Exercise instructions —
Search the listing below for lines that hold the word "blurred", and report only how many there are.
════════════════
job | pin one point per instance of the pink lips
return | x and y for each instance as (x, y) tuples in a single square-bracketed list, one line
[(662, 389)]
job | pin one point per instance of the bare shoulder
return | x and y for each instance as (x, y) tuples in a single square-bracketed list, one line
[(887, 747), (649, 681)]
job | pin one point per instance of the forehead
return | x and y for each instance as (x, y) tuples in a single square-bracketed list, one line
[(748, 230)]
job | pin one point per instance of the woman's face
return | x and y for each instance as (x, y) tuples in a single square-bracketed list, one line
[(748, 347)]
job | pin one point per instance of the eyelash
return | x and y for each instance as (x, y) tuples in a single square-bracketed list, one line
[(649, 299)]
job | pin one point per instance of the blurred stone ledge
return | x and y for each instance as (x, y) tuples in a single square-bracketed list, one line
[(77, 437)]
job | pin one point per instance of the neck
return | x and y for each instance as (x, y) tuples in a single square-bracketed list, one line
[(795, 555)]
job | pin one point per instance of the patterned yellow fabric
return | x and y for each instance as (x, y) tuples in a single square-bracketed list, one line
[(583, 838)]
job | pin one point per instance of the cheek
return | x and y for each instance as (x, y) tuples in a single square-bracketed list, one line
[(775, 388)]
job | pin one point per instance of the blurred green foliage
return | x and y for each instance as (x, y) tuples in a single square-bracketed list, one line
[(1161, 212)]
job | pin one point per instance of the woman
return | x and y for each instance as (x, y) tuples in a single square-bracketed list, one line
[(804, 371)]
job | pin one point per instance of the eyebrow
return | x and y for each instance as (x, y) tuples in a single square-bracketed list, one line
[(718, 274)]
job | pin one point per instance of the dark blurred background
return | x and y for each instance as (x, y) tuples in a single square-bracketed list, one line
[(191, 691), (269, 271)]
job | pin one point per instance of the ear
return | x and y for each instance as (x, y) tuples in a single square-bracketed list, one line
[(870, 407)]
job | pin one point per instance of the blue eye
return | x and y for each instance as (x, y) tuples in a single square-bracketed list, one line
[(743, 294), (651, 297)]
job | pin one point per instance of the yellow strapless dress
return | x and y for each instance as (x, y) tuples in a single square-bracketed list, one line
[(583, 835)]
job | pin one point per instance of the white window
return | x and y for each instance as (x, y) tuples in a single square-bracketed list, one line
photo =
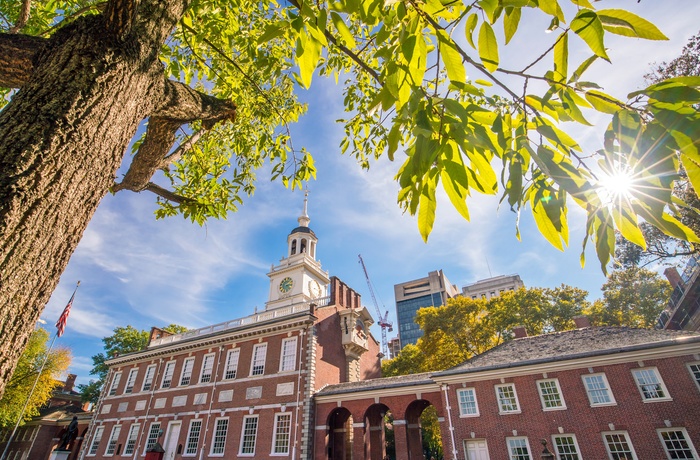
════════════════
Answer —
3